> **EJERCICIOS**
- A) Indica si cada afirmación coincide con el extracto y cita las palabras que lo deciden: (i) Con un adaptador USB, la lectora grabó bien. (ii) Según pcmaster, el error 254 es poco frecuente. (iii) Al final, la falla estaba en la placa madre.
- B) Devuelve el fragmento del extracto desde "Buenas. Les comento, conecte" hasta "IDE desde Linux?", sin cambiar nada.

Si que podria estar fallando la placa.

----------

## pcmaster

El error 254 es muy corriente. Buscalo en Google. Parece relacionado con cdrecord.

----------

## Pablo S. Barrera

Buenas. Les comento, conecte con un adaptador USB la lectora y grabo re bien. Es el Canal IDE secundario me parece. 

Ahora hago otra pregunta. Ya que el canal secundario ide puede ser el inconveniente. Hay unas placas PCI que dan puertos IDE, alguno probo una de esas? En ese caso estaria semi resuelto el temita. 

Hay forma de verificar el socalo IDE desde Linux? 

Gracias a todos por las ideas y creo que esta prueba muestra como viene la mano.

----------

## pelelademadera

deberia andar bien, el unico drama es que si no es booteable el mismo, vas a tener que cambiar cada vez que quieras bootear un cdrom.. y una booteable es un poco mas cara. si te aseguras que es el ide, proba de invertir el disco y la lectora, o de poner la lectora como primario esclavo, por ahi conviene cambiar mother

uhh, es socket a el mobo... va a ser dificil conseguir. nuevo olvidate, pero por ahi en mercadolibre o similar conseguis algo

----------

## cameta

Casi que valdria la pena buscar un pc como el que tienes de segunda mano.

----------

## Pablo S. Barrera

El mother al poco tiempo de esto MURIO. Era el mother sres!

Gracias y un saludo grande por su ayuda y solidaridad continuada.

----------

> **DATOS EXTRAÍDOS**
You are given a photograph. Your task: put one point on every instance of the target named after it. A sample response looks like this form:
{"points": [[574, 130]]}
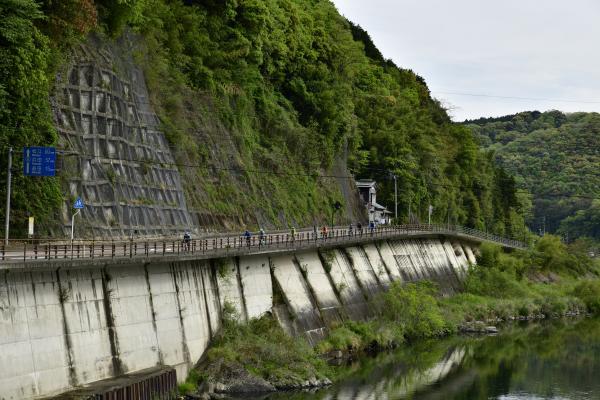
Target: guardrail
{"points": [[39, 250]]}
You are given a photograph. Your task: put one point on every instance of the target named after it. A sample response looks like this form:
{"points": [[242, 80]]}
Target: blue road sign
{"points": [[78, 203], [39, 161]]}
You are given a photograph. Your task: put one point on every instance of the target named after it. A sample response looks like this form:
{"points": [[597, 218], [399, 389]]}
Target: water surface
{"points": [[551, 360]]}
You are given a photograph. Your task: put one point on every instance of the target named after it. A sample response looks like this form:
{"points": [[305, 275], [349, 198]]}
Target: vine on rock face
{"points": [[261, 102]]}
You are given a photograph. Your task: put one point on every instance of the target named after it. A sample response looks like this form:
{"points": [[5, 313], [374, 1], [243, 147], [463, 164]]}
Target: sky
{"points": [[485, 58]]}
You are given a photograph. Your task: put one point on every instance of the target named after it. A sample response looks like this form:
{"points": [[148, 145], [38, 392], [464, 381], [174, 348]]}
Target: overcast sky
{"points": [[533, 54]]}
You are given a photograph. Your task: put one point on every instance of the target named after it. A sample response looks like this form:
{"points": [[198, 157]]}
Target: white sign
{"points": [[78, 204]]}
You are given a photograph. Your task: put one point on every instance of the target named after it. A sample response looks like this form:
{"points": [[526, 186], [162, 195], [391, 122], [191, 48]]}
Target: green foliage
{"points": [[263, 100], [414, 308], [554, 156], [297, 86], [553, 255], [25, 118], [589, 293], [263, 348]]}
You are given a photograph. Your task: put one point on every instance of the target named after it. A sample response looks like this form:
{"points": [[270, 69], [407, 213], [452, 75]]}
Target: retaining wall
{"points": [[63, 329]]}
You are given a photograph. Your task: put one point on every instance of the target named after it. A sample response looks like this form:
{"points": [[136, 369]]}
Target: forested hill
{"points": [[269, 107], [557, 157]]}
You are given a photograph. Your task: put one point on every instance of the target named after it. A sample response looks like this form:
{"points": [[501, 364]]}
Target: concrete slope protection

* * *

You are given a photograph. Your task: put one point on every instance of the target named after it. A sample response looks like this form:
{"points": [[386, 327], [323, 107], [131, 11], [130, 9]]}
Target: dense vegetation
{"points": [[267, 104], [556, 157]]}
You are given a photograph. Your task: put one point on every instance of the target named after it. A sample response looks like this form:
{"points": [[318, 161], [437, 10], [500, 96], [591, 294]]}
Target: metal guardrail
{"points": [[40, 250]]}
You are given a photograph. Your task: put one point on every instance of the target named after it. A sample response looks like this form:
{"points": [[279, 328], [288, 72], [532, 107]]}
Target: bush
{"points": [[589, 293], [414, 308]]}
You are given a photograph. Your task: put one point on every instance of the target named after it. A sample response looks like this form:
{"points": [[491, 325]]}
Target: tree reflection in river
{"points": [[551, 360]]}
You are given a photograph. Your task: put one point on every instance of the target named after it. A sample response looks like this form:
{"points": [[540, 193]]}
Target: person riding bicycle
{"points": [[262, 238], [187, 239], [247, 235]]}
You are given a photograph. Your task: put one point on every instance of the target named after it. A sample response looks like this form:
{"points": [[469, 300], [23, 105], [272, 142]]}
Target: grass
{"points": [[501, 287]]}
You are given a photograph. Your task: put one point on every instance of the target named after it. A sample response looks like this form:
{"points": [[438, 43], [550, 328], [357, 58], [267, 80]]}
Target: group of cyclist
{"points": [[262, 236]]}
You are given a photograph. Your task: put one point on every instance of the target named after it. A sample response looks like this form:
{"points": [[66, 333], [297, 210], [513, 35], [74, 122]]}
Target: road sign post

> **SOLUCIONES**
- A) (i) Sí: "conecte con un adaptador USB la lectora y grabo re bien". (ii) No: "El error 254 es muy corriente." (iii) Sí: "Era el mother sres!"

- B)
Buenas. Les comento, conecte con un adaptador USB la lectora y grabo re bien. Es el Canal IDE secundario me parece. 

Ahora hago otra pregunta. Ya que el canal secundario ide puede ser el inconveniente. Hay unas placas PCI que dan puertos IDE, alguno probo una de esas? En ese caso estaria semi resuelto el temita. 

Hay forma de verificar el socalo IDE desde Linux?